Source extract:
___

Three months into 2026 and time to try to review where I am with my non-CORE work. As ever with me, this is a mix of looking back, looking further back and looking forward. I am slowly moving forward and trying to achieve more work outside the dominant grant funded and peer-review publication driven research world in our field.
Short view back: so far in 2026!
No peer-reviewed papers out. I can plead it’s been a tough six months personally and if anyone is interested in that have a look at my three posts in my personal site covering that: here, here and here. Having said that, Clara and I have a couple of OK papers out in review stages and we two more that I’ll be very proud of if they do get published. However, in my last post here, my review of 2025, I said:
“One reason I am a bit vague about my paper output is that I’ve become increasingly conscious of the problems of the 21st Century research/academic world being so organised around peer-reviewed journal publication and I’ve been trying to give more of my time and energy to creating other resources …“
And that remains true. I’m increasingly convinced that this research world, as it impinges on psychosocial interventions, is not how we should be working and is structured to keep moving away from what we need. I hope to be arguing more of that in the second half of 2026 with luck, but for now I’ll just summarise where I am getting to with the things I am trying to do that are outside that peer-reviewed publication driven world: the glossary to the “OMbook” that Jo-anne and got out in 2023, my “Rblog“, my shiny apps and, for the geeks, my R package: CECPfuns.

___

Extracted data:

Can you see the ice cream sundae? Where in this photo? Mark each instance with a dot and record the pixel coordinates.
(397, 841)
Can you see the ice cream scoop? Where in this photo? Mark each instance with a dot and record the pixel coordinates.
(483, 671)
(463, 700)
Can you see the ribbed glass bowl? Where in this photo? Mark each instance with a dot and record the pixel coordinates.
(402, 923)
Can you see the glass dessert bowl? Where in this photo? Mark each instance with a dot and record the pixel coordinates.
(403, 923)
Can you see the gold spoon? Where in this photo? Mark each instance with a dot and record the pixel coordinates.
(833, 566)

___

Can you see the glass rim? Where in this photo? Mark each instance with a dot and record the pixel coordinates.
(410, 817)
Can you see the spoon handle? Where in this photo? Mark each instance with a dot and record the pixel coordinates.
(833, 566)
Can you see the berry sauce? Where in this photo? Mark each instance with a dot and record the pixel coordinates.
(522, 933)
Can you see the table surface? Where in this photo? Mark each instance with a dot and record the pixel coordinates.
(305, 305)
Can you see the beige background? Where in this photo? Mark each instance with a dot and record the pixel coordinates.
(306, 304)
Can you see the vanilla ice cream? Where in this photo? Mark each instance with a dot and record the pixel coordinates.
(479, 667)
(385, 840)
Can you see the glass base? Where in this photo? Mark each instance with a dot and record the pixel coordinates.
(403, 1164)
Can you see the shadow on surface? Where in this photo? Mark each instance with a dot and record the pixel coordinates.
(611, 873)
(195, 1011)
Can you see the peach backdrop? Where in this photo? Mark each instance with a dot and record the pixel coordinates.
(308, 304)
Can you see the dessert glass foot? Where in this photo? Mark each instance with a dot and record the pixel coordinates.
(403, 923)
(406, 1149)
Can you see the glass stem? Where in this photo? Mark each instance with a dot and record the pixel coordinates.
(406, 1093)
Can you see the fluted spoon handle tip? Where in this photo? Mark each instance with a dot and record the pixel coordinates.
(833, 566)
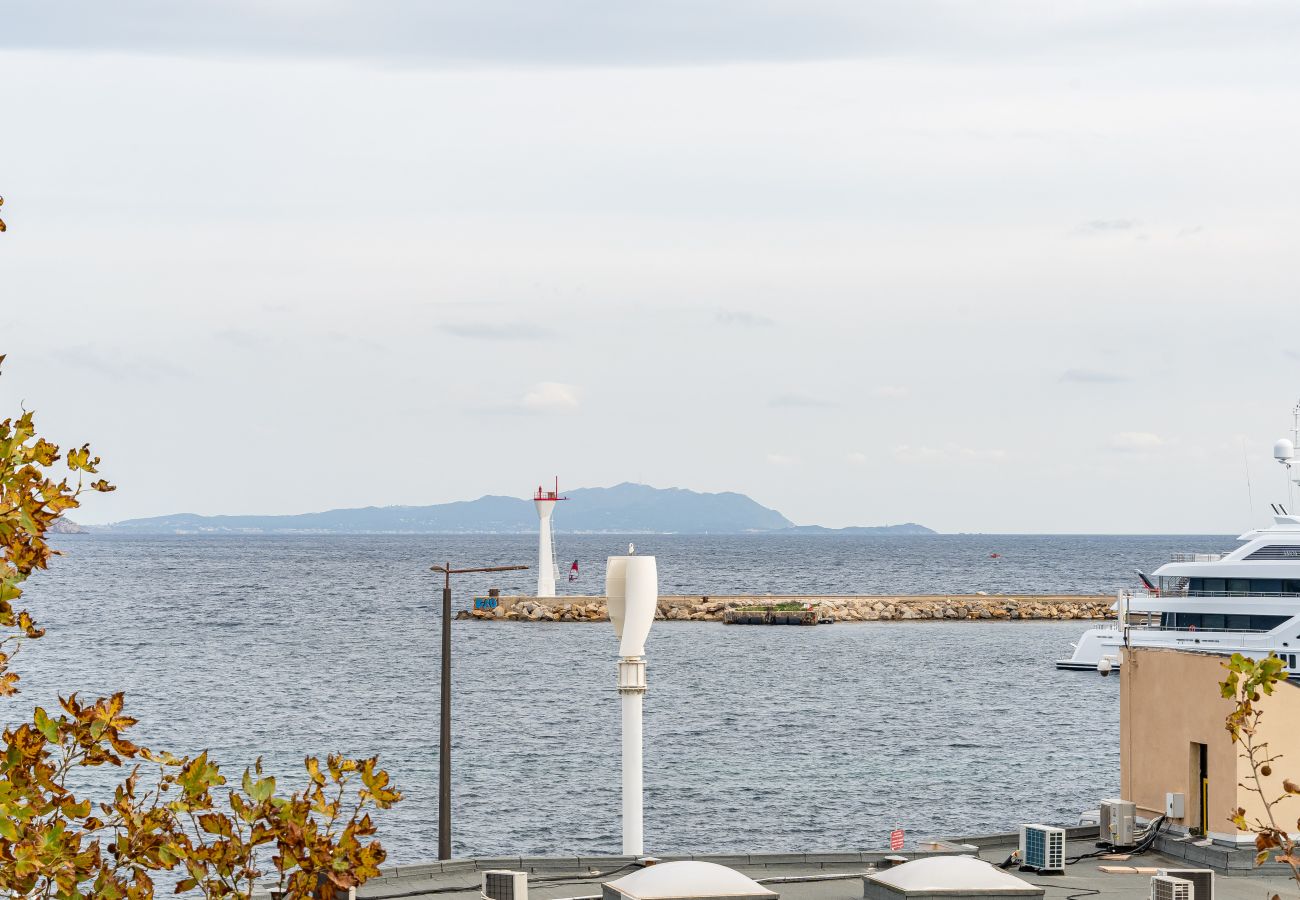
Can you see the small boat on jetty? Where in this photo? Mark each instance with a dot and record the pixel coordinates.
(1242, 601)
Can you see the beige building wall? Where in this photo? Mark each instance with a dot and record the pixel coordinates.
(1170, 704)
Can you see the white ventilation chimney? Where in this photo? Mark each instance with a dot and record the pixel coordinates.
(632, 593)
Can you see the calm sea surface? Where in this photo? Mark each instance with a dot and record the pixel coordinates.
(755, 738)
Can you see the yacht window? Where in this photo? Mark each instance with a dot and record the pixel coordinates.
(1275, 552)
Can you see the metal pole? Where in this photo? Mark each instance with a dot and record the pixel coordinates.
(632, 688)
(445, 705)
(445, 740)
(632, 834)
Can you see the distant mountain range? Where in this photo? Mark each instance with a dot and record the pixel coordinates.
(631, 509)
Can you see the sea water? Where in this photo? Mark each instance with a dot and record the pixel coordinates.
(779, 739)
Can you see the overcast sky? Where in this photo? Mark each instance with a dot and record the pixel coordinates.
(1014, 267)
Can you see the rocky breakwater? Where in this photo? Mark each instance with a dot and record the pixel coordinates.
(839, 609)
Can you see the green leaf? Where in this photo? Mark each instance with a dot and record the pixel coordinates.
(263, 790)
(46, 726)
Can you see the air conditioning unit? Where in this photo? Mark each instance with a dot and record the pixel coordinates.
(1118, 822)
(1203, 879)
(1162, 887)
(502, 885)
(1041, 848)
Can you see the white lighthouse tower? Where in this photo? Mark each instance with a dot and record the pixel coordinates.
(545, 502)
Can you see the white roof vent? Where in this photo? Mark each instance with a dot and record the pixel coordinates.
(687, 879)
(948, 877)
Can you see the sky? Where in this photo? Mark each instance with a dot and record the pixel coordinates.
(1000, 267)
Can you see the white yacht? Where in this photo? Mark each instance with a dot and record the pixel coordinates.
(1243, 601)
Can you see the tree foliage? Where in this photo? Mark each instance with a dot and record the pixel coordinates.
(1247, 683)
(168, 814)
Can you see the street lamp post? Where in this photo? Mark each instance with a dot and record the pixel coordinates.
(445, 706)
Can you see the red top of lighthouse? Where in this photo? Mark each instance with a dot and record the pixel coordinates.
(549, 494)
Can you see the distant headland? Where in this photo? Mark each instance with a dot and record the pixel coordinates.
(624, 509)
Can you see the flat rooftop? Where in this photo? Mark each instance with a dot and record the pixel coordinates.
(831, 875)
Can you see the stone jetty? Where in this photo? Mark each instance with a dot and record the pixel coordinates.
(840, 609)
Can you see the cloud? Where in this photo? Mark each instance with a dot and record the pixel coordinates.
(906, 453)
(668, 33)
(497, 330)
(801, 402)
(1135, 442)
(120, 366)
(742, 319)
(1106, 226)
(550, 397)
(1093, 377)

___

Complete the following:
- A) Please edit the blog post on non-CORE work by rewriting the stretch from "Three months into" through "in our field." with "Three months" replaced by "Ten weeks".
- B) Summarize the blog post on non-CORE work in two sentences.
- C) Write the next part of the blog post on non-CORE work, picking up after its final sentence.
The listing above is separate material from the blog post on non-CORE work.

Solved problems:
- A)
Ten weeks into 2026 and time to try to review where I am with my non-CORE work. As ever with me, this is a mix of looking back, looking further back and looking forward. I am slowly moving forward and trying to achieve more work outside the dominant grant funded and peer-review publication driven research world in our field.

- B) Three months into 2026, the writer reviews progress on work outside the grant-funded, peer-review-driven research world, noting that no peer-reviewed papers have come out so far this year, though several are in review. The writer remains convinced that this research world is not how work on psychosocial interventions should be done, and sums up the other efforts underway: the glossary to the OMbook, the Rblog, shiny apps and the CECPfuns R package.

- C)
I’ve added nothing to the CECPfuns package in 2026, however the glossary has 22 new entries taking it to 437. The Rblog is only up by another one entry about weighted kappa (there’s another that seems to be broken and I haven’t had time to debug that!). I have only added one shiny app so far this year. That gives you a forest plot of rates if you give it your data. Here’s a small example.

I did also radically improve the page that analyses the shiny app usage stats giving it a nice interactive table which is also quite a good way to see what apps are there.
Longer view back (1998)
Some time this year I noticed that back in 1998 I had added this to a forerunner of my shiny apps.
“Final caveat
Always remember that measures only measure part of the human condition and don’t always do that well. Such methods should always be used in parallel with other ways of reviewing clinical work.“
I like that: short, important and to the point! It also touches one of the ways that I think our research world, at least in the global north, has lost its way. When I scan the journals, the Society for Psychotherapy Research conference presentations and the alerts that I get of new papers out from some of the leading researchers that I still follow I am sure we have lost our way. One issue, but not the main one, is that it is all so quantitative. My main research skills are quantitative so why am I criticising this? Because of that caution above that I felt the need to write nearly 30 years ago. We need quantitative research but it needs to be self-critical, to discuss its findings with some humility and more than just tokenistic reviews of the limitations. That’s not what I am seeing. I hope to be doing more, including in peer-reviewed papers, and in my other resources, to articulate these issues.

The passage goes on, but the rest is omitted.